**EXERCISE GOAL:** Give every line below again, exactly.

Items from a dataset:
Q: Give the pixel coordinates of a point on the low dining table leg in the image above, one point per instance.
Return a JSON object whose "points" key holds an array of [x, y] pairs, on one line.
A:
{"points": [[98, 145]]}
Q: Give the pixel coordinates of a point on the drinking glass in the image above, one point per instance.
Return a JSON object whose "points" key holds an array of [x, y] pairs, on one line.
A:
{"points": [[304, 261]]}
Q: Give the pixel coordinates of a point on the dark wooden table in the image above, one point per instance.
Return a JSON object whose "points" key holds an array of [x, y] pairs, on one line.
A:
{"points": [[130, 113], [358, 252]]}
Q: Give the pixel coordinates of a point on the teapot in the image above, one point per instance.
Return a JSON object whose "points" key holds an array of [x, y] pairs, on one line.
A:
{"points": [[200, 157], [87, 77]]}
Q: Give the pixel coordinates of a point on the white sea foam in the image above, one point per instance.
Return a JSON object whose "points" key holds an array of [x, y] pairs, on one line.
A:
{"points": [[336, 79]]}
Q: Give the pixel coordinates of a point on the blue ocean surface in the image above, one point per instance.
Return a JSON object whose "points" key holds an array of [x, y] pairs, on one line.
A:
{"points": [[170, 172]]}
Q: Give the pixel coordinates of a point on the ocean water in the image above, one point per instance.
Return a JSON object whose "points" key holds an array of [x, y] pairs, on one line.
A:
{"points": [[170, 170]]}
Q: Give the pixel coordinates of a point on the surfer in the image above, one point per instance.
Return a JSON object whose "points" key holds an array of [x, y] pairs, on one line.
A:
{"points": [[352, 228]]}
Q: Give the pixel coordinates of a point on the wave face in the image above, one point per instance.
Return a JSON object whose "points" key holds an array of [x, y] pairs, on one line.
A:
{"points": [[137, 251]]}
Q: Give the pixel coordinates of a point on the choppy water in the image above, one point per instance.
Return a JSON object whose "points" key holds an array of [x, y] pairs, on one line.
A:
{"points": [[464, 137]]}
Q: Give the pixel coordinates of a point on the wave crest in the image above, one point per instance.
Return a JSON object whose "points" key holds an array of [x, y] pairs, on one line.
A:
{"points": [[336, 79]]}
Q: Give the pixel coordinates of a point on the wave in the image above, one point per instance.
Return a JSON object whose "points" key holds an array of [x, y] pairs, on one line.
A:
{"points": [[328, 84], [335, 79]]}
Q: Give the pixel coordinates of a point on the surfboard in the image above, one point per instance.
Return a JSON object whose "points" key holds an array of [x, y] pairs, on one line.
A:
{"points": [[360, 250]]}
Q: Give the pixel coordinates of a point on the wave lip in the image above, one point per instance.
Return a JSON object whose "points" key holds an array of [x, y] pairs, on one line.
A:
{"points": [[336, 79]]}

**RESPONSE BELOW:**
Q: Give the pixel coordinates of a point on the low dining table leg in the image above, one point per instance.
Return a JSON object whose "points" key holds an array of [x, y] pairs, on one line.
A:
{"points": [[98, 145]]}
Q: Give the pixel coordinates of a point on the drinking glass in the image above, one point per instance.
Return a JSON object whose "points" key holds an array of [x, y] pairs, on one line.
A:
{"points": [[304, 261]]}
Q: Give the pixel coordinates of a point on the dark wooden table in the image above, one point per instance.
Return a JSON object whose "points" key holds an array of [x, y] pairs, on one line.
A:
{"points": [[130, 113], [358, 252]]}
Q: Give the pixel coordinates of a point on the teapot in the image above, one point per instance.
Return a JSON object whose "points" key holds an array of [x, y] pairs, on one line.
A:
{"points": [[200, 157], [87, 77]]}
Q: Give the pixel coordinates of a point on the white sea foam in the image above, one point per instance.
Return a JSON object whose "points" key holds an array of [x, y] pairs, on one line.
A:
{"points": [[336, 79]]}
Q: Give the pixel coordinates of a point on the blue ocean surface in the image above, one point per instance.
Return a JSON object whose "points" key holds an array of [x, y] pairs, on one line.
A:
{"points": [[170, 172]]}
Q: Give the pixel coordinates of a point on the ocean water in the image above, one point per instance.
Return a JSON object whose "points" key holds an array of [x, y] pairs, on one line.
A:
{"points": [[170, 170]]}
Q: Give the pixel coordinates of a point on the surfer in the image above, one point per instance.
Return a JSON object whose "points" key holds an array of [x, y] pairs, on one line.
A:
{"points": [[352, 228]]}
Q: Give the pixel coordinates of a point on the wave face in the image above, one point per instance.
Return a JSON object whose "points" key holds an array of [x, y] pairs, on one line.
A:
{"points": [[137, 251]]}
Q: Give the pixel coordinates of a point on the choppy water in the image above, one point per instance.
Return a JSON object whose "points" key holds an array of [x, y] pairs, on one line.
A:
{"points": [[464, 137]]}
Q: Give the pixel coordinates of a point on the wave crest in the image above, one point per instance.
Return a JSON object whose "points" key holds an array of [x, y] pairs, on one line.
A:
{"points": [[336, 79]]}
Q: Give the pixel coordinates of a point on the wave in the image above, one point per instance.
Return a JSON object whose "points" key holds an array of [x, y] pairs, on one line.
A:
{"points": [[328, 84], [335, 79]]}
Q: Give the pixel coordinates of a point on the surfboard in the image above, one point per instance.
Return a JSON object whose "points" key holds an array of [x, y] pairs, on one line.
A:
{"points": [[360, 250]]}
Q: Give the pixel coordinates of a point on the wave lip in the image above, one point per instance.
Return a JSON object whose "points" key holds an array of [x, y] pairs, on one line.
A:
{"points": [[336, 79]]}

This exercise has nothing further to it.